▶ _Document segment_:

◇ ◇ ◇ ◇ ◇ ◇ ◇

This is the 21st century and this behaviour can no longer be excused. It’s time we came out of our bubble of cognitive dissonance and challenged whatever stereotype we have normalised. I understand that it’s difficult to believe anything that contradicts what has been instituted in us right from childhood through media as well as our personal interactions. But these stereotypes have made the lives of the LGBTQ+ community difficult.
It should not be a matter of fear to discover your sexual identity. It should instead be an occasion of celebration and joy. And it is up to us as a society to convert this place from a hostile setting to a welcoming inclusive place.
The Section 377 of the Indian Penal Code which made sex or marriage between persons of the same gender illegal by law was part of our legal framework till as recently as 2018 before the Supreme Court struck it down as unconstitutional. Just as we had begun to celebrate this development, the Solicitor General of India refused to grant a same-sex marriage a legal recognition. He reasoned it by stating that it goes against “our law, legal system, society and values.” Someone’s sexuality is their right and the society gets no say in neglecting it by giving the excuse of their values. If that is the case, it is the values that must change.
We cannot take one hesitant step towards progress and then take two steps back. India is an amalgamation of humanity. We were never a land of a single culture, a single language, or a single religion. And thus we chose to celebrate our diversity. We chose to be an ‘Incredible India’ by respecting all our diverse aspects. Similarly, India was never a land restricted to heterosexuality or the concept of two genders. We celebrated the diversity in our sexuality at a time when the rest of the world considered it blasphemous.
A look at the ancient culture and texts like the Tamil Sangam Literature and even painting depictions on temples will back this. The Kama Sutra also acknowledges attraction and unions between persons of the same gender. We were a progressive land that regressed into restricting normalcy to comprise solely heterosexuality. To look for justice, we need not look far for inspiration. Our ancestry is a glorious saga of how sexuality should be celebrated.
Section 18(D) of this act regards sexual offences against transpersons as a petty offence and less grave compared to a sexual offence against a woman. The punishment ranges from imprisonment for six months to two years. While Section 375 of the Indian Penal Code has provisions for the legal protection of a woman in case of a sexual offence, the punishment for which can extend from seven years to life imprisonment. The constitution lacks sufficient legal provisions to protect male survivors of rape.
Our parliament needs to reflect the true demographic of India, which includes a significant fraction of the transpersons community and this change needs to begin with Bihar. We need more transgender members in the decision making bodies to create laws that truly respect the needs of the community.
Bihar did begin considerable progress in this path. The Kinnar Kalyana Board established by the State government includes (five) transgender members out of the governing body comprising a total of 21 members. Recently, it was made a legal offence punishable up to two years to discriminate against transgenders to rent a house or provide medical facilities to them, making Bihar the first state in India to do so.
The government has also promised to pay a sum of 1.5 lakh to the members of the community who wish to undergo sex-change surgery. Starting with Bihar, let’s demand more legal rights for the LGBTQ+ community, greater political participation of the community in politics, greater registration of the community as eligible voters. Let’s not forget that we live in a democracy and all we need to do to create a change is demand for it.

◇ ◇ ◇ ◇ ◇ ◇ ◇

▶ _Provided records_:
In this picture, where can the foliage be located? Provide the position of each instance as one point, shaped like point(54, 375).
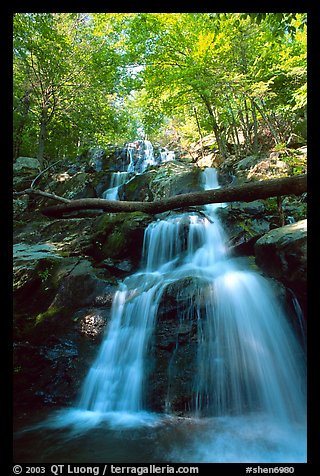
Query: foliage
point(90, 79)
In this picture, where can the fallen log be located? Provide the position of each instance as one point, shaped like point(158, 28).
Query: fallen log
point(246, 193)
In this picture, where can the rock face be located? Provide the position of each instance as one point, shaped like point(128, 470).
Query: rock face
point(169, 179)
point(282, 254)
point(25, 169)
point(66, 272)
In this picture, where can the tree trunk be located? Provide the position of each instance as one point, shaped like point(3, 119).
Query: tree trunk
point(199, 129)
point(248, 192)
point(43, 134)
point(215, 127)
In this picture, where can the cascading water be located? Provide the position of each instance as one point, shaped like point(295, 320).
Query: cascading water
point(117, 179)
point(248, 390)
point(246, 350)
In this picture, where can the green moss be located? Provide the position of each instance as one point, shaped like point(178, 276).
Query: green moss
point(49, 313)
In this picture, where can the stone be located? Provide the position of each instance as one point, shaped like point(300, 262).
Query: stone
point(26, 166)
point(282, 254)
point(295, 141)
point(247, 162)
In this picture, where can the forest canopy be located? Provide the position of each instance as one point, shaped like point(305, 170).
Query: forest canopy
point(87, 79)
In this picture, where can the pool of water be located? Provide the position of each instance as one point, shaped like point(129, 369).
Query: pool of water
point(68, 437)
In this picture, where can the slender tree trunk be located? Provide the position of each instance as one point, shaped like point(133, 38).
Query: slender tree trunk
point(215, 127)
point(43, 133)
point(255, 128)
point(199, 129)
point(267, 121)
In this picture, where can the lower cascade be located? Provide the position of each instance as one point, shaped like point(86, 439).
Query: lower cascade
point(249, 374)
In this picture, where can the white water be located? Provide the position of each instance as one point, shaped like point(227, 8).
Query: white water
point(250, 369)
point(117, 179)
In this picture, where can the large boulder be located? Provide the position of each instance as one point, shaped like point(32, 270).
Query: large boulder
point(282, 254)
point(168, 179)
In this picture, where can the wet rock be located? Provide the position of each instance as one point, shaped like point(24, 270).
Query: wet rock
point(295, 141)
point(119, 236)
point(282, 253)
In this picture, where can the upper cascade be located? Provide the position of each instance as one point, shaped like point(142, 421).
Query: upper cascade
point(141, 154)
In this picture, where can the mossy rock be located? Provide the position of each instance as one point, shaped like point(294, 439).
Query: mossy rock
point(119, 236)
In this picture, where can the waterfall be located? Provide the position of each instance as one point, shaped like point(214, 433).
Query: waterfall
point(117, 179)
point(248, 357)
point(246, 388)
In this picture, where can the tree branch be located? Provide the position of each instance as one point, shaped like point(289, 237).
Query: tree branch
point(248, 192)
point(32, 191)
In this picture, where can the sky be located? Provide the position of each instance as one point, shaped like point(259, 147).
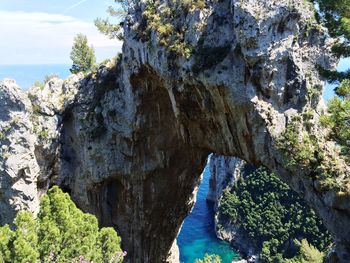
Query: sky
point(42, 31)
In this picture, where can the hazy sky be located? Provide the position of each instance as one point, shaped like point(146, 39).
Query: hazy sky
point(42, 31)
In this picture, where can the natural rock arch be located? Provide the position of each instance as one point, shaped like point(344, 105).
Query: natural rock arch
point(142, 131)
point(134, 138)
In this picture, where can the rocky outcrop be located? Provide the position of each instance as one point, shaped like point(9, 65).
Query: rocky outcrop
point(30, 142)
point(224, 171)
point(232, 77)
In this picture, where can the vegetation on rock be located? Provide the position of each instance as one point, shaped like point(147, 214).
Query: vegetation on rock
point(82, 55)
point(113, 30)
point(209, 259)
point(61, 233)
point(266, 210)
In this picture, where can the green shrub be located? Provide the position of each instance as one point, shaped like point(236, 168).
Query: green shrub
point(266, 210)
point(209, 259)
point(61, 233)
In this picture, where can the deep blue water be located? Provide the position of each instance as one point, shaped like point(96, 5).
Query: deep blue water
point(197, 235)
point(26, 75)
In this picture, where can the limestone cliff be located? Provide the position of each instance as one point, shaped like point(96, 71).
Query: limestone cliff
point(232, 77)
point(224, 171)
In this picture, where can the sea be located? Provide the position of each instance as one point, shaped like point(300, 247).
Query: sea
point(197, 236)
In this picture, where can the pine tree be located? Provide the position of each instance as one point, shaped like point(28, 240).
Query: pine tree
point(61, 233)
point(113, 30)
point(82, 55)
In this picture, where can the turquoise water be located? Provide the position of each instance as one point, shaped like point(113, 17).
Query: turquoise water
point(26, 75)
point(197, 235)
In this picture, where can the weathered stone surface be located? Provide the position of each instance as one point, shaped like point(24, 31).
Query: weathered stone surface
point(224, 171)
point(133, 139)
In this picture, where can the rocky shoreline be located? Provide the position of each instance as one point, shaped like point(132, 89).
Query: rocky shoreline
point(224, 172)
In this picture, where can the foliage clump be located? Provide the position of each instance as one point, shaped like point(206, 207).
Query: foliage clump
point(61, 233)
point(209, 259)
point(163, 22)
point(82, 55)
point(266, 210)
point(113, 30)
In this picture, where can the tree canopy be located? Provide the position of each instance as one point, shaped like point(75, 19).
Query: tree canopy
point(266, 210)
point(61, 233)
point(82, 55)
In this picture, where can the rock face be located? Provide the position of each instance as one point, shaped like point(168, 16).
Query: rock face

◇ ◇ ◇ ◇ ◇ ◇ ◇

▶ _Required work_:
1 - According to the essay on LGBTQ+ rights in India, how many members make up the governing body of the Kinnar Kalyana Board?
2 - Duplicate everything in the essay on LGBTQ+ rights in India from "Section 18(D) of" down to "survivors of rape.".
3 - List every numbered legal section that the essay on LGBTQ+ rights in India mentions.
The rows have nothing to do with the essay on LGBTQ+ rights in India.

▶ _Completed exercise_:
1 - 21 members.

2 -
Section 18(D) of this act regards sexual offences against transpersons as a petty offence and less grave compared to a sexual offence against a woman. The punishment ranges from imprisonment for six months to two years. While Section 375 of the Indian Penal Code has provisions for the legal protection of a woman in case of a sexual offence, the punishment for which can extend from seven years to life imprisonment. The constitution lacks sufficient legal provisions to protect male survivors of rape.

3 -
Section 377 of the Indian Penal Code
Section 18(D)
Section 375 of the Indian Penal Code